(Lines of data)
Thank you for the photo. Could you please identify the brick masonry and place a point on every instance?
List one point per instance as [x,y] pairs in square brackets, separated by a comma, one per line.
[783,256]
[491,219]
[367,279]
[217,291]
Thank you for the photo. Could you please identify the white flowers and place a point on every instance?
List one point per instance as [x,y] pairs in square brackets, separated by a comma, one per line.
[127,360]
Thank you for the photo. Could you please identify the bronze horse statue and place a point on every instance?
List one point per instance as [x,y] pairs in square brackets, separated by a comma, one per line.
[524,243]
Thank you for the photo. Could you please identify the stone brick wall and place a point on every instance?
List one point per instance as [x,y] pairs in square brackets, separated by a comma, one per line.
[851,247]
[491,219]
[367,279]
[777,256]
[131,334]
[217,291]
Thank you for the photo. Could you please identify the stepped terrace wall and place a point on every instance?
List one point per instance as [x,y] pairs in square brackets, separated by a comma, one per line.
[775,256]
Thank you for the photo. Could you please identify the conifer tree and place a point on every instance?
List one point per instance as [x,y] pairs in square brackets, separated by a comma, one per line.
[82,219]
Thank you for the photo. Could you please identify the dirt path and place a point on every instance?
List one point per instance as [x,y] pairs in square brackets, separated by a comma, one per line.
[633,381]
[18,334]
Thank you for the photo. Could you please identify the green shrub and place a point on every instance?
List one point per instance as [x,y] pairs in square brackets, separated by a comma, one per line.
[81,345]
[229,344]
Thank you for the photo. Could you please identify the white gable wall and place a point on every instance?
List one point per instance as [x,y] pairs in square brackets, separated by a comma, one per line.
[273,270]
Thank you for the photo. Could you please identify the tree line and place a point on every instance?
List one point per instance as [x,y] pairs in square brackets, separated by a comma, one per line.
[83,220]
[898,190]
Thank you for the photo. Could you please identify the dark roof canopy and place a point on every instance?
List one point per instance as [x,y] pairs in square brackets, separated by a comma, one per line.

** Problem to work on **
Return each line of the records above exactly as it reads.

** Completed task **
Thank you for the photo. Could you please identify the brick masonry and place a point on every instance?
List one point per instance as [x,y] pairs in square brackets, separated by a comma, one per line.
[783,256]
[491,219]
[367,279]
[217,291]
Thank you for the photo. Could you please identify the white flowers and place a point on every instance?
List one point per instance as [x,y] pairs in square brackets, separated by a comma, one per line.
[127,360]
Thank you for the photo. Could you please identify the bronze horse statue and place a point on every instance?
List one point per instance as [x,y] pairs in square brackets, separated by a comma, one per line.
[524,243]
Thank you for the photo. Could you please identify the stone brick wall and place a point on every instance?
List one point per instance as [x,y] pairs in square brackets, separated by a comma, one per line.
[851,247]
[491,219]
[367,279]
[777,256]
[131,334]
[217,291]
Thank you for the photo. Could you please identify the stepped terrace wall and place a point on every instance?
List one point per instance as [x,y] pairs in square brackets, separated by a comma, one per line.
[775,256]
Thank you for the photo. Could you please identify the conifer tree and place a point on every instance?
List one point per instance as [x,y] pairs in square brackets, separated by a comma, one per line.
[82,219]
Thank you for the photo. Could you please identify the dirt path and place a point on every instance?
List one point per instance as [x,y] pairs in square brackets, separated by a comma, one per line.
[633,381]
[18,334]
Thank you for the photo. Could you please identify the green shrub and place a point on every instance?
List one point per instance as [x,y] pairs in square brackets, separated by a comma, one per line.
[81,345]
[229,344]
Thank you for the photo. Could you please identify the white gable wall and place a point on every instance?
List one point per instance as [x,y] pairs in square brackets, separated by a comma, one per line.
[273,270]
Thank you for the photo. Could you please identify the tree line and place a point on every instance?
List one point per instance as [x,y] pairs in square brackets, separated by a comma, one per line.
[83,220]
[898,190]
Thank you for the photo. Could you please identify the dark roof canopy and place a point on every instance?
List one point per instance as [x,y] pairs in square brackets, separated by a comma, one per line.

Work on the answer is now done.